PASSAGE PROVIDED.
○ ○ ○ ○ ○ ○ ○

The LGWR process can run as an operating system process or as a thread within an OS process, depending on the operating system. For instance, it’s typically a separate process on Linux/UNIX systems but might be a thread in Windows environments. LGWR operates not only in database instances but also in Oracle Automatic Storage Management (Oracle ASM) instances.  

The reliable and efficient operation of LGWR is a prerequisite for Oracle’s fundamental data protection and consistency mechanisms. Even the DBWn process, responsible for writing data blocks to data files, must wait for LGWR to permanently write the corresponding redo information to the ORL files (enforcing the Write-Ahead Logging – WAL protocol). This dependency highlights LGWR’s central role in Oracle’s data integrity strategy.  

2. LGWR’s Primary Function: Redo Log Persistence

LGWR’s main responsibility is to sequentially write redo log entries from the Redo Log Buffer to the active Online Redo Log file or group on disk. These entries contain the change vectors necessary to reconstruct every modification made to the database (INSERT, UPDATE, DELETE, DDL operations, etc.).  

  • Redo Log Buffer (RLB): A circular buffer memory area within the SGA. Server processes write redo entries corresponding to user transaction changes into this buffer very quickly. Its circular nature allows new entries to overwrite entries already written to disk by LGWR, enabling efficient memory usage.

○ ○ ○ ○ ○ ○ ○

EXTRACTED DATA.
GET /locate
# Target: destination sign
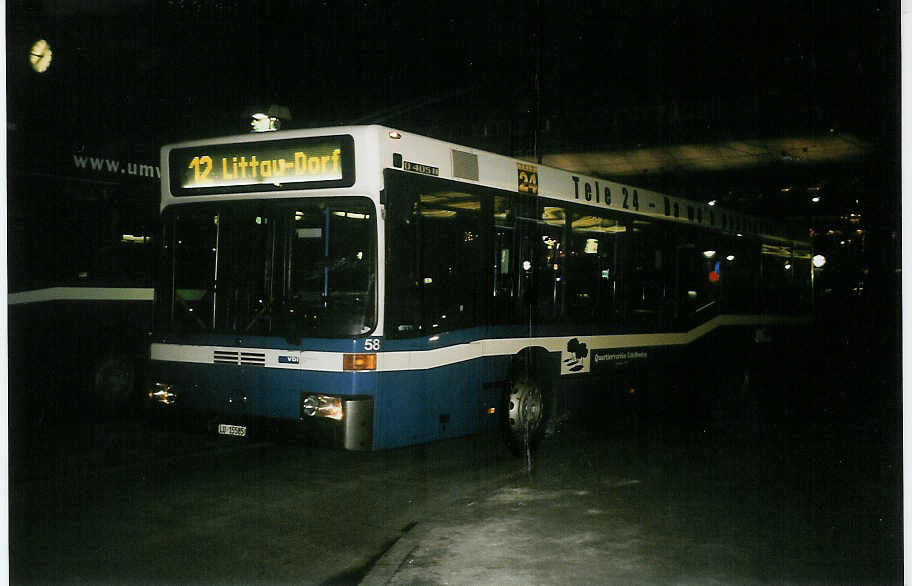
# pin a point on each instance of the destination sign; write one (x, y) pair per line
(294, 163)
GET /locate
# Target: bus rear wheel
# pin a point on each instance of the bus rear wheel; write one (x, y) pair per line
(525, 415)
(114, 383)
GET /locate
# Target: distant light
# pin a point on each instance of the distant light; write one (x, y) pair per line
(40, 56)
(260, 122)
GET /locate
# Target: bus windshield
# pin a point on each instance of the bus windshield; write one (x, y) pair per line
(291, 268)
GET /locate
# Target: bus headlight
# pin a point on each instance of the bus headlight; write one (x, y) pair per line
(162, 393)
(321, 406)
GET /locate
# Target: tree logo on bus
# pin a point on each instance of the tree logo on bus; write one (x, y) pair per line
(575, 358)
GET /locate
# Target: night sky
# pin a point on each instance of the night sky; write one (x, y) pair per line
(190, 67)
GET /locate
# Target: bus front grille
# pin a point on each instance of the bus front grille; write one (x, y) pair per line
(236, 357)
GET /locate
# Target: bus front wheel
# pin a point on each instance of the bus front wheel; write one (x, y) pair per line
(525, 415)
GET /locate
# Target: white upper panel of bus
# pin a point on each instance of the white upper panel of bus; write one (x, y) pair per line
(377, 148)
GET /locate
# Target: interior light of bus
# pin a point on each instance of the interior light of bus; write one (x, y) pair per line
(359, 362)
(322, 406)
(162, 393)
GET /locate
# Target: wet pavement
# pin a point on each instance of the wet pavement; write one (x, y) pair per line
(667, 510)
(804, 490)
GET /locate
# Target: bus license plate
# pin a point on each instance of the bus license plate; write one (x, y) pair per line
(238, 430)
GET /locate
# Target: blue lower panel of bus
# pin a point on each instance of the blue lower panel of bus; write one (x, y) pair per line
(406, 407)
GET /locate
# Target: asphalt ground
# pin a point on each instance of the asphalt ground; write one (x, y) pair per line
(803, 488)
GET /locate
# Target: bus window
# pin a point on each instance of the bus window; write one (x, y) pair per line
(740, 266)
(451, 259)
(437, 273)
(645, 274)
(329, 278)
(194, 242)
(591, 267)
(698, 277)
(505, 264)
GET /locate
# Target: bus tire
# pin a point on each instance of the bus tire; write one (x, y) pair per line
(525, 410)
(114, 379)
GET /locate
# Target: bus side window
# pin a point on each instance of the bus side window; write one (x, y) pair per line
(403, 293)
(697, 279)
(591, 268)
(506, 261)
(645, 278)
(549, 264)
(452, 262)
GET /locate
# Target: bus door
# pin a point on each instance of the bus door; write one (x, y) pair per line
(540, 245)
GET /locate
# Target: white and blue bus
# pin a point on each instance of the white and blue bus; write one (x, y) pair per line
(377, 289)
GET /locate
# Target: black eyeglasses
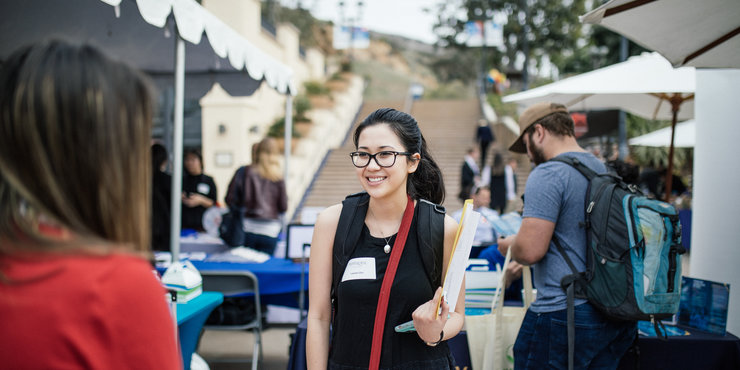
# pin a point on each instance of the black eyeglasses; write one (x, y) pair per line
(385, 158)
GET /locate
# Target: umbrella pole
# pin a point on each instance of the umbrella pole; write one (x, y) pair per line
(176, 197)
(676, 101)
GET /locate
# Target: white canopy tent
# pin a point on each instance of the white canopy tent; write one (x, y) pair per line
(706, 35)
(685, 136)
(645, 85)
(151, 35)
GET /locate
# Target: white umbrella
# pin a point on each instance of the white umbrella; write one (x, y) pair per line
(645, 85)
(685, 136)
(702, 33)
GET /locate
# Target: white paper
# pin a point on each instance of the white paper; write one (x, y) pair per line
(361, 268)
(458, 263)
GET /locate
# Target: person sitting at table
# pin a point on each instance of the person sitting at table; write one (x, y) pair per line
(485, 234)
(76, 289)
(400, 179)
(259, 189)
(198, 191)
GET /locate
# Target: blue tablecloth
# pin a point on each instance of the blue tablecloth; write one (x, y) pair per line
(279, 279)
(297, 360)
(190, 319)
(696, 351)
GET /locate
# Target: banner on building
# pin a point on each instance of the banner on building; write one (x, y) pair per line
(351, 38)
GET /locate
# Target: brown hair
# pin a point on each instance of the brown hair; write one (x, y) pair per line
(74, 149)
(268, 160)
(558, 123)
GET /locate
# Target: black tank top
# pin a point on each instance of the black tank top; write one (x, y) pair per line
(355, 315)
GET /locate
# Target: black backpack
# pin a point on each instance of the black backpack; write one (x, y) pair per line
(633, 253)
(429, 232)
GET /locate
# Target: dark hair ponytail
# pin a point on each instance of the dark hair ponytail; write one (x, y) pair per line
(426, 182)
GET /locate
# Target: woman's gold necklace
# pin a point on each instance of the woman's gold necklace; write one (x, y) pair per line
(387, 247)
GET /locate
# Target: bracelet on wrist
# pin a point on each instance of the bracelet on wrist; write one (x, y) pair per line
(441, 336)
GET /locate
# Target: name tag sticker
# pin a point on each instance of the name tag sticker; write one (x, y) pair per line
(203, 188)
(360, 268)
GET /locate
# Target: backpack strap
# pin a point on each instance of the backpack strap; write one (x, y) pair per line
(569, 284)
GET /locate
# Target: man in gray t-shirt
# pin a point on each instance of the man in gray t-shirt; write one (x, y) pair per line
(553, 208)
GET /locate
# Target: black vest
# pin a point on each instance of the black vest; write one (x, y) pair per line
(429, 231)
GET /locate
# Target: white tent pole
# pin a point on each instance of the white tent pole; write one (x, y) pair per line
(288, 134)
(177, 149)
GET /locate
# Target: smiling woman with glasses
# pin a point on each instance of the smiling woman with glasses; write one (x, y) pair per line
(353, 268)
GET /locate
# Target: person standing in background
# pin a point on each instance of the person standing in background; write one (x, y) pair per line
(259, 189)
(76, 288)
(161, 199)
(484, 136)
(511, 184)
(470, 174)
(198, 191)
(553, 210)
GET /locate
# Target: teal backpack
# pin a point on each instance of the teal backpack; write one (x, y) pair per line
(633, 253)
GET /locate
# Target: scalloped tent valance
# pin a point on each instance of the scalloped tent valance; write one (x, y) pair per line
(141, 33)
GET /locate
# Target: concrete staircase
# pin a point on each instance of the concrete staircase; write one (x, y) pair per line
(449, 128)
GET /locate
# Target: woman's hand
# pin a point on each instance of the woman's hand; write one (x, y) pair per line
(426, 321)
(513, 271)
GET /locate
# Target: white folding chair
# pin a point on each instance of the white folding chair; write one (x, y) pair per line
(238, 283)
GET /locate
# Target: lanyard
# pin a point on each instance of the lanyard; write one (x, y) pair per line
(385, 287)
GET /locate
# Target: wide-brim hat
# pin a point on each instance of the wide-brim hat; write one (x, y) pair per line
(530, 117)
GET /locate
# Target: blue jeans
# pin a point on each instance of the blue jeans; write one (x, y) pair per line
(262, 243)
(599, 343)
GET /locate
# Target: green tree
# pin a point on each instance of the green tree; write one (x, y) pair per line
(602, 48)
(534, 29)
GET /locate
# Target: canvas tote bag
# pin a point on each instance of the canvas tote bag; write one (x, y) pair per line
(491, 336)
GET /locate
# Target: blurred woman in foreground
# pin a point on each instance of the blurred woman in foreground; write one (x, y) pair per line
(75, 288)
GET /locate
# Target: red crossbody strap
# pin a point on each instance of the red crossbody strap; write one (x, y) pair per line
(385, 287)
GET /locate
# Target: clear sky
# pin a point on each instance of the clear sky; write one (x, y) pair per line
(398, 17)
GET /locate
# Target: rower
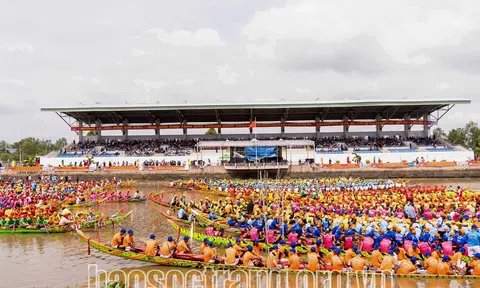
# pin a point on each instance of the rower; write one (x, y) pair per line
(167, 248)
(204, 244)
(136, 195)
(64, 220)
(117, 241)
(183, 246)
(240, 250)
(128, 242)
(249, 259)
(313, 259)
(293, 260)
(358, 263)
(209, 254)
(231, 255)
(152, 246)
(272, 259)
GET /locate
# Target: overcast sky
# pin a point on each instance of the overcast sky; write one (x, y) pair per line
(57, 53)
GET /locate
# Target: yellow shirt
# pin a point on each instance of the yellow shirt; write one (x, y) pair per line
(117, 239)
(182, 246)
(127, 240)
(376, 258)
(272, 260)
(312, 261)
(431, 265)
(387, 264)
(357, 263)
(294, 262)
(406, 267)
(230, 255)
(150, 248)
(167, 247)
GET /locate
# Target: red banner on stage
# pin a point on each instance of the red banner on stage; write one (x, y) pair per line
(437, 164)
(69, 169)
(340, 166)
(119, 168)
(247, 125)
(473, 163)
(390, 165)
(155, 168)
(25, 169)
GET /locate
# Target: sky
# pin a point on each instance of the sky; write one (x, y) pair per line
(74, 53)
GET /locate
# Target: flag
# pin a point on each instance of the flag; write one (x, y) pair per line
(253, 124)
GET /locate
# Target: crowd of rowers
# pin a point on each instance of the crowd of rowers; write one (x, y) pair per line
(283, 255)
(44, 202)
(391, 219)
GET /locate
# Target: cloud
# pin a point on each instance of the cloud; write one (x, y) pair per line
(204, 37)
(12, 81)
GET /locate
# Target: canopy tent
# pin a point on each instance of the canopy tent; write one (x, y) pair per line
(254, 142)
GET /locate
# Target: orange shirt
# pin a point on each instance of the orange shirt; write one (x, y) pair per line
(127, 240)
(457, 257)
(167, 247)
(406, 267)
(312, 261)
(376, 258)
(431, 265)
(272, 259)
(247, 258)
(182, 246)
(401, 254)
(202, 248)
(208, 254)
(150, 248)
(230, 254)
(117, 239)
(293, 262)
(387, 264)
(412, 251)
(337, 264)
(357, 263)
(443, 268)
(476, 267)
(257, 250)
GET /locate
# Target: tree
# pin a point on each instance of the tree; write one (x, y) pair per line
(211, 131)
(439, 133)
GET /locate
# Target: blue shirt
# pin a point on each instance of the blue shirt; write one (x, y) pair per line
(473, 238)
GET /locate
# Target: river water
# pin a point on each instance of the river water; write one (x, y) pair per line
(61, 260)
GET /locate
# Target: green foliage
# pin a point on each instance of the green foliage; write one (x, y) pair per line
(211, 131)
(29, 148)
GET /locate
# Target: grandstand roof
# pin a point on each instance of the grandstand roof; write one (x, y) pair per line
(255, 142)
(262, 111)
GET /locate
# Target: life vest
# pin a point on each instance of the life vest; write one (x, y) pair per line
(447, 248)
(328, 241)
(271, 236)
(407, 244)
(209, 231)
(385, 245)
(424, 247)
(292, 237)
(253, 234)
(348, 243)
(367, 244)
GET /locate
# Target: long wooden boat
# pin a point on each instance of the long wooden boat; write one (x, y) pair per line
(57, 229)
(221, 241)
(194, 261)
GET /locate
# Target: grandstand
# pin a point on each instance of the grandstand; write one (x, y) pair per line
(276, 121)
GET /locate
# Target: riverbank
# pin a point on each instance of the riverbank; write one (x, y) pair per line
(294, 171)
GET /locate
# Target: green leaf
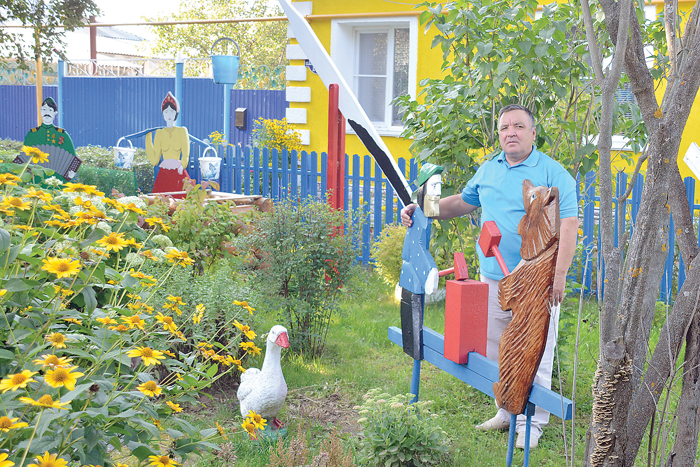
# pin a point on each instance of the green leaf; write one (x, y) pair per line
(4, 240)
(20, 285)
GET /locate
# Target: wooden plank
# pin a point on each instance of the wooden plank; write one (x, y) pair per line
(481, 373)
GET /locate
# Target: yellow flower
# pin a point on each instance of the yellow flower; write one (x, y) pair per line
(62, 377)
(148, 355)
(221, 431)
(80, 188)
(13, 202)
(179, 257)
(199, 310)
(113, 241)
(62, 267)
(106, 320)
(150, 388)
(49, 461)
(250, 348)
(33, 193)
(249, 427)
(175, 407)
(161, 461)
(157, 221)
(176, 300)
(17, 381)
(257, 419)
(4, 462)
(45, 401)
(149, 255)
(167, 321)
(9, 179)
(53, 361)
(57, 340)
(245, 329)
(7, 424)
(245, 305)
(38, 156)
(134, 321)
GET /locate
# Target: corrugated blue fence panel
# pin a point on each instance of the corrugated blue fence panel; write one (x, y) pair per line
(18, 109)
(99, 111)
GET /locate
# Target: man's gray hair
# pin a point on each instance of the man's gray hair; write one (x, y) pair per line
(510, 107)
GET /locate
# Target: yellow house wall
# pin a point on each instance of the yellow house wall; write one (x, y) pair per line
(429, 62)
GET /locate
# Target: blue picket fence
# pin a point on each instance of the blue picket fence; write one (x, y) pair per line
(674, 269)
(278, 175)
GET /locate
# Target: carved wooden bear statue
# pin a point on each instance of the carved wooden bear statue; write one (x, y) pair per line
(526, 291)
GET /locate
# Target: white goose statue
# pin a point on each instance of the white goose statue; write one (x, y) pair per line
(264, 390)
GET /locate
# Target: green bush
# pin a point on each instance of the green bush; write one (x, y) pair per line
(97, 156)
(399, 434)
(386, 253)
(306, 254)
(88, 368)
(203, 230)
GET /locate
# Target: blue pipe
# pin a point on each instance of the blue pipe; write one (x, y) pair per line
(179, 87)
(61, 75)
(227, 111)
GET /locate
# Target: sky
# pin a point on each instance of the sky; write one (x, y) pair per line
(132, 10)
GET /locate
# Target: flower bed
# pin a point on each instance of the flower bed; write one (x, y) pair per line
(93, 358)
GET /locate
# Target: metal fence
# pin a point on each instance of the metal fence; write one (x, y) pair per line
(100, 110)
(278, 175)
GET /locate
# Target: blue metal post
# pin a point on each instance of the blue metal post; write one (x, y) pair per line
(61, 74)
(179, 87)
(511, 440)
(227, 111)
(415, 381)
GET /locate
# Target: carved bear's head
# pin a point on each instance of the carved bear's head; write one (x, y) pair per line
(539, 227)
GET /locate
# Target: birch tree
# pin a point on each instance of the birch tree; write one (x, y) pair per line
(633, 375)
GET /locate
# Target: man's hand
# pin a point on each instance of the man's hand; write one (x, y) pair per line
(431, 282)
(558, 287)
(406, 214)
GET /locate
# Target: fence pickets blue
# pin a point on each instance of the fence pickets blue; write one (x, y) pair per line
(279, 175)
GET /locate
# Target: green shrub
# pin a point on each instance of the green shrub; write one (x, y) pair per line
(88, 368)
(400, 434)
(306, 254)
(97, 156)
(386, 253)
(106, 180)
(203, 230)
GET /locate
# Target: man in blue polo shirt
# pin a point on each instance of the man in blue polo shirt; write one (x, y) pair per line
(497, 189)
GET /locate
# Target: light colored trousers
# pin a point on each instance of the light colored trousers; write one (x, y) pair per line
(497, 322)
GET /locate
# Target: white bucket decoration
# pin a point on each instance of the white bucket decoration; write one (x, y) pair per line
(124, 157)
(209, 167)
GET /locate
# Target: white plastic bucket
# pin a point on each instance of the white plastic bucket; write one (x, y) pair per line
(209, 167)
(124, 157)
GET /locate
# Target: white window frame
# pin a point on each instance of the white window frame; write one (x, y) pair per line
(344, 53)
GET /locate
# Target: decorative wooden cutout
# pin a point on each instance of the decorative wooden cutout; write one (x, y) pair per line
(526, 291)
(169, 150)
(54, 141)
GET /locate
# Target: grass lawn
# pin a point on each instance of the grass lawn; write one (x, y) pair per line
(359, 357)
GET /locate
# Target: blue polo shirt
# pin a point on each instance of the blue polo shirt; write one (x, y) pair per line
(498, 188)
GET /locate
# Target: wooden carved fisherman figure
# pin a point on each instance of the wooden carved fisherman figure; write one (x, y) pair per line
(419, 274)
(526, 291)
(54, 141)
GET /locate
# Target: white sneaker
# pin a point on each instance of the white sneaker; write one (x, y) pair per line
(520, 442)
(495, 424)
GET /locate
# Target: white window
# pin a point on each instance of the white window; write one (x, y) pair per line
(377, 58)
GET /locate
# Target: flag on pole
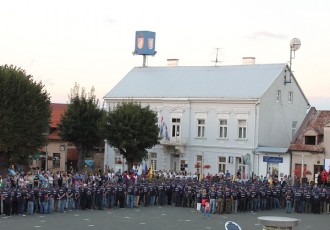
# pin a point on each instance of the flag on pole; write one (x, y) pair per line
(145, 170)
(150, 171)
(140, 170)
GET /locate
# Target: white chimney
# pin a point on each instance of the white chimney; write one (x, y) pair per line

○ ○ ○ ○ ○ ○ ○

INSTRUCTION. Reproduce the portion of the LGWR passage above that opens with the words containing "The LGWR process" and closes with "data integrity strategy.".

RESPONSE.
The LGWR process can run as an operating system process or as a thread within an OS process, depending on the operating system. For instance, it’s typically a separate process on Linux/UNIX systems but might be a thread in Windows environments. LGWR operates not only in database instances but also in Oracle Automatic Storage Management (Oracle ASM) instances.  

The reliable and efficient operation of LGWR is a prerequisite for Oracle’s fundamental data protection and consistency mechanisms. Even the DBWn process, responsible for writing data blocks to data files, must wait for LGWR to permanently write the corresponding redo information to the ORL files (enforcing the Write-Ahead Logging – WAL protocol). This dependency highlights LGWR’s central role in Oracle’s data integrity strategy.